Passage section start
Solve the MFPT equation for non-constant energy landscapes

Solve the second-order inhomogeneous ordinary differential equation d^2 T(x)/dx^2 − (k/D) T(x) + e^{−E(x)}/D · q(x) = 0 for the mean first passage time T(x) within a single 1D round, under general non-constant binding energy landscapes E(x), with boundary conditions T(0) = 0 and T(∞) = 0, where q(x) = exp(−√(k/D) · |x|) and k, D are the detachment and diffusion rate constants defined by k(x) = k · exp(E(x)) and D(x) = D · exp(E(x)).

Background

In the facilitated diffusion model, T(x) denotes the mean first passage time to the origin (central PAM) during a single 1D sliding round, starting from position x on the DNA. The authors derive the governing equation for T(x) in the continuous limit as d^2 T(x)/dx^2 − (k/D) T(x) + e^{−E(x)}/D * q(x) = 0, where E(x) is the sequence-dependent binding energy, k and D are baseline detachment and diffusion rates, and q(x) = exp(−√(k/D) * |x|) is the probability to reach the origin before detaching.

While they provide solutions for the constant-energy case and proceed by ensemble averaging to obtain expressions for ⟨T(x)⟩ when E(x) is random, they explicitly state that they cannot directly solve the MFPT equation for general non-constant E(x). A direct solution would characterize T(x) for specific heterogeneous energy landscapes without resorting to averaging assumptions.
Passage section end
Records section start
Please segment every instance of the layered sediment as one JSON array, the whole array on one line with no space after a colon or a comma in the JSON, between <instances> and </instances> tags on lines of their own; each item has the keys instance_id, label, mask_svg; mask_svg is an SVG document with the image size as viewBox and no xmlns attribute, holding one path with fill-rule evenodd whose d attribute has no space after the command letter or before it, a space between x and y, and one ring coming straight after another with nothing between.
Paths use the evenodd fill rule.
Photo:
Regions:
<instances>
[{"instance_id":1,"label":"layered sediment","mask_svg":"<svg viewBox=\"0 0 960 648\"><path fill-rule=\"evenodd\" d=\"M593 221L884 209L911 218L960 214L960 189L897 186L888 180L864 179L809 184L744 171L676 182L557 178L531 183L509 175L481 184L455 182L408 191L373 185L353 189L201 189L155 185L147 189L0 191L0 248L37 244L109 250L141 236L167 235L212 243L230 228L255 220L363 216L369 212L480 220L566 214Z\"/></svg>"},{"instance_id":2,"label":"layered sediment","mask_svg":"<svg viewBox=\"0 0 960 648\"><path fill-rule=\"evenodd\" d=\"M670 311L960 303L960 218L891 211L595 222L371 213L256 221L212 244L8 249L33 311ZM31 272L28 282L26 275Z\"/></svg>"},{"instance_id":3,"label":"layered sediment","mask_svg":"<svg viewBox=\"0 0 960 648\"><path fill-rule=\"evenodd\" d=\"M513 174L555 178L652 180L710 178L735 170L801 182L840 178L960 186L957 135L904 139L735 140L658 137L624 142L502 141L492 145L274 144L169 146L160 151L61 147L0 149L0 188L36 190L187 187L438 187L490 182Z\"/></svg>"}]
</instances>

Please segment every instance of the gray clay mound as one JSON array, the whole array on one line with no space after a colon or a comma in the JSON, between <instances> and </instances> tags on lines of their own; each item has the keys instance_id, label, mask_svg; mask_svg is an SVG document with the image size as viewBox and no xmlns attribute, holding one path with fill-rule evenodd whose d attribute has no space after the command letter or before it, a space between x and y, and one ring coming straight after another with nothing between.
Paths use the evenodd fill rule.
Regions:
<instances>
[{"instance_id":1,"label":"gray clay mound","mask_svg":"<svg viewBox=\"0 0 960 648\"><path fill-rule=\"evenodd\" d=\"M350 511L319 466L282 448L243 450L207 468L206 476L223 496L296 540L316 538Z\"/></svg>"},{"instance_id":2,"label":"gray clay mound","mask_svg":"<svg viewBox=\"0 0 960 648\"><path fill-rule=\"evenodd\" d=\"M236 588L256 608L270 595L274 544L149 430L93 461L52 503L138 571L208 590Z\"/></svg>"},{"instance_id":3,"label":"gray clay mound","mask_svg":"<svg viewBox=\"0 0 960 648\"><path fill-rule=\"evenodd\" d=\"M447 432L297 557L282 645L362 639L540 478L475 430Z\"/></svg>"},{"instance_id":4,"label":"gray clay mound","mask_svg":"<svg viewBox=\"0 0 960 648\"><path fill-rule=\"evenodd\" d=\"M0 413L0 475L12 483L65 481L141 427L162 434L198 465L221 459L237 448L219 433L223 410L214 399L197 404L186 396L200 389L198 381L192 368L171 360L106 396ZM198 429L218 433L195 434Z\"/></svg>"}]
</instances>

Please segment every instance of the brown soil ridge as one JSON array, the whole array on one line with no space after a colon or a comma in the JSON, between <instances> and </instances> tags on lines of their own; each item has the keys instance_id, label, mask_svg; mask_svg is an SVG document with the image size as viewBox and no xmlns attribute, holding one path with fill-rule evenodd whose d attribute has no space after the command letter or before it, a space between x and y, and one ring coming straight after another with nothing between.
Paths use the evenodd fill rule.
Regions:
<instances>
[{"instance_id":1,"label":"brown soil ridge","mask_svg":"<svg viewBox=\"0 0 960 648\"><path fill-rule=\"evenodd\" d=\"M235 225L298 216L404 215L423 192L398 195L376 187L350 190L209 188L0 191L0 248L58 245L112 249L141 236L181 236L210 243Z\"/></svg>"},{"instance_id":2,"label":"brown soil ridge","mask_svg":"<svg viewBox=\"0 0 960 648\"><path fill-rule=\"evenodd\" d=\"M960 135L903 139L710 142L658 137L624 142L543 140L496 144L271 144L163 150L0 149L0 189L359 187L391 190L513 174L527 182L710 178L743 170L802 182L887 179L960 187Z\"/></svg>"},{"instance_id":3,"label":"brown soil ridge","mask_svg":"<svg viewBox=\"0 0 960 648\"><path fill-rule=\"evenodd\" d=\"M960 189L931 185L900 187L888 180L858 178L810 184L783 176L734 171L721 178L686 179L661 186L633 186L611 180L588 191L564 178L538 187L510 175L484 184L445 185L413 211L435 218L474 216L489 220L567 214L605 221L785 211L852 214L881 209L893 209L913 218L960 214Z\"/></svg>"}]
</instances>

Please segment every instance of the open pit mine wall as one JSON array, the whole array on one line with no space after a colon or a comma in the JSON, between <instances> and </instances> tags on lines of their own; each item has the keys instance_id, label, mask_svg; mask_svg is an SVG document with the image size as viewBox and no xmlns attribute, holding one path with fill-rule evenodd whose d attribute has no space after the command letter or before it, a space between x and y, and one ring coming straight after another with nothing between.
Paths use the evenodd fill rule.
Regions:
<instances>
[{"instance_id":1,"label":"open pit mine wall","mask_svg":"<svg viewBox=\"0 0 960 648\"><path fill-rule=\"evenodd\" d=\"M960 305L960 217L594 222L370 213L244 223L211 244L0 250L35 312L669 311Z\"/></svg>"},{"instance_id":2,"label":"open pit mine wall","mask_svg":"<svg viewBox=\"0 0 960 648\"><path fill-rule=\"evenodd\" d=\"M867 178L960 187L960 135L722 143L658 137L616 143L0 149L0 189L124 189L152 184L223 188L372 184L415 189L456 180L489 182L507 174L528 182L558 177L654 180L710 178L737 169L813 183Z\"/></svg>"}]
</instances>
Records section end
Records section start
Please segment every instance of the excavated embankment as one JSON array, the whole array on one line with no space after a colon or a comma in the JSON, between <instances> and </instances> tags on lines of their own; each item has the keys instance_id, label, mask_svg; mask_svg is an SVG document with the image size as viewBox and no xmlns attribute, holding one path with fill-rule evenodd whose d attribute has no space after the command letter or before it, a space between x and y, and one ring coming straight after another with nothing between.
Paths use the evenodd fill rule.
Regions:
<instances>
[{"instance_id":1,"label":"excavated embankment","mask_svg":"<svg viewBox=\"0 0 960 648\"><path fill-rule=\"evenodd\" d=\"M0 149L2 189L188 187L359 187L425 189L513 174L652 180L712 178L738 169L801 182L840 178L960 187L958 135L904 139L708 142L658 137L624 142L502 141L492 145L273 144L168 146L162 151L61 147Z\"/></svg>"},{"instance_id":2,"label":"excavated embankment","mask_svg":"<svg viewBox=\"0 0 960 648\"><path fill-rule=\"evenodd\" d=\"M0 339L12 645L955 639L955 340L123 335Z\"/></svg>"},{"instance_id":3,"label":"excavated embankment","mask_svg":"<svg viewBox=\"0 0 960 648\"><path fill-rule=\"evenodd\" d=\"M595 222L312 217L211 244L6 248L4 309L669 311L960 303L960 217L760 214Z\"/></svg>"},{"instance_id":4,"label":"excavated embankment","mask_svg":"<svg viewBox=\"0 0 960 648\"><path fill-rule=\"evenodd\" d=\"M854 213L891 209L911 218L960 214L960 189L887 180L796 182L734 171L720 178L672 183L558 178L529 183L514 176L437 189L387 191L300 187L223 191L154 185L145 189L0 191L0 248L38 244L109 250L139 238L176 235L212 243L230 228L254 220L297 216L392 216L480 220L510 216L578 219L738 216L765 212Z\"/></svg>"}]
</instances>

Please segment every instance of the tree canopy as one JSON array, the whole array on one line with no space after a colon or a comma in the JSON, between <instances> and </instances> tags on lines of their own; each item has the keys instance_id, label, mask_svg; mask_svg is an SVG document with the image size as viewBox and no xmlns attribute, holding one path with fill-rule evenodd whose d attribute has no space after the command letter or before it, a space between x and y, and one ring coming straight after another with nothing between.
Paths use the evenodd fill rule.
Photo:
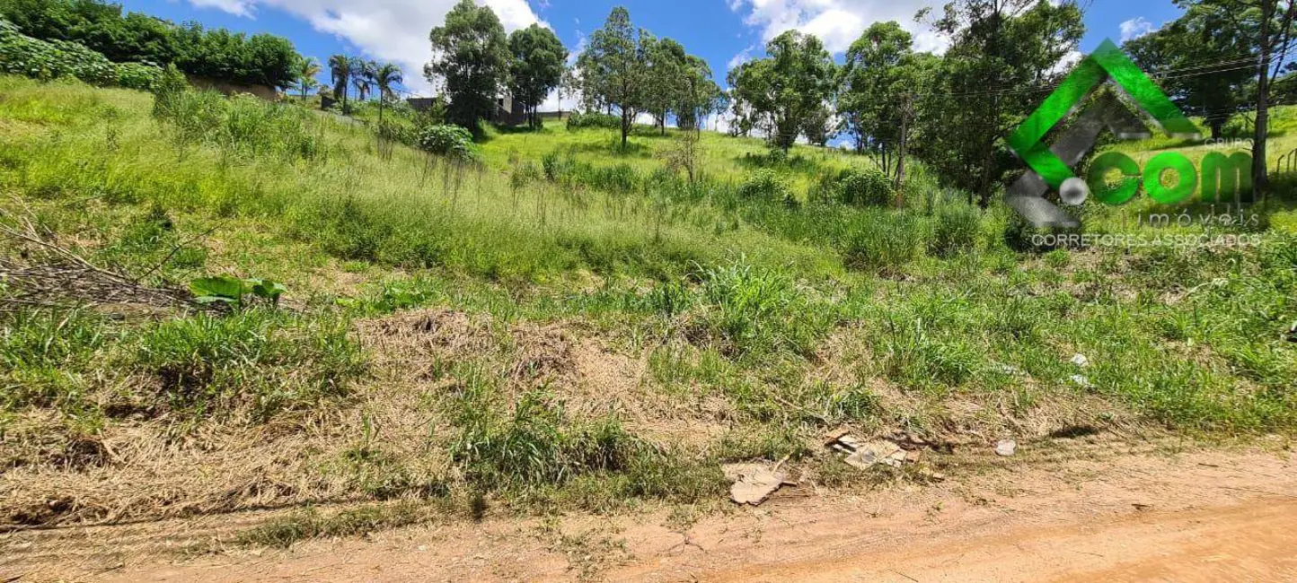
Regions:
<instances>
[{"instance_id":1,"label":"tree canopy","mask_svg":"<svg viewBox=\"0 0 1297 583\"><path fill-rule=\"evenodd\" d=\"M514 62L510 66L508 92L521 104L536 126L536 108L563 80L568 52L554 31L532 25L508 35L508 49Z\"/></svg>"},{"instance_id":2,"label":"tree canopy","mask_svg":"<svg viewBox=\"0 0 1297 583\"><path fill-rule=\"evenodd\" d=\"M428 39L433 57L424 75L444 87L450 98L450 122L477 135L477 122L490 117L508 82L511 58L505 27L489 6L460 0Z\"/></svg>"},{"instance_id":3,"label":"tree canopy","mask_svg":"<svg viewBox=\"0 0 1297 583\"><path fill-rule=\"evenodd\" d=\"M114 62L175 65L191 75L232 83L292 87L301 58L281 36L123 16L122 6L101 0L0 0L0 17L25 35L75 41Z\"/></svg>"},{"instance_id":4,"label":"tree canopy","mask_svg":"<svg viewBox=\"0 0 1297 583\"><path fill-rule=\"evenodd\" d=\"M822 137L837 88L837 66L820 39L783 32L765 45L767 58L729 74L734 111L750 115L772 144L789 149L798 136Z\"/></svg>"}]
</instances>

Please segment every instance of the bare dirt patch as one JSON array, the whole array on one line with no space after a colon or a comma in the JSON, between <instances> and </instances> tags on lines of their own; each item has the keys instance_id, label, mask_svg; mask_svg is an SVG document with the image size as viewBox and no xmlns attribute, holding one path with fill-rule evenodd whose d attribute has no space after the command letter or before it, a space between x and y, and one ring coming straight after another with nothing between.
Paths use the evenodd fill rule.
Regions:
Records section end
» **Problems to solve**
1. In the MFPT text, what does q(x) represent?
2. In the MFPT text, reproduce the part starting at "In the facilitated" and ending at "to averaging assumptions.", changing "ensemble averaging" to "statistical averaging".

» **Solutions to the exercise**
1. q(x) is the probability to reach the origin before detaching.

2.
In the facilitated diffusion model, T(x) denotes the mean first passage time to the origin (central PAM) during a single 1D sliding round, starting from position x on the DNA. The authors derive the governing equation for T(x) in the continuous limit as d^2 T(x)/dx^2 − (k/D) T(x) + e^{−E(x)}/D * q(x) = 0, where E(x) is the sequence-dependent binding energy, k and D are baseline detachment and diffusion rates, and q(x) = exp(−√(k/D) * |x|) is the probability to reach the origin before detaching.

While they provide solutions for the constant-energy case and proceed by statistical averaging to obtain expressions for ⟨T(x)⟩ when E(x) is random, they explicitly state that they cannot directly solve the MFPT equation for general non-constant E(x). A direct solution would characterize T(x) for specific heterogeneous energy landscapes without resorting to averaging assumptions.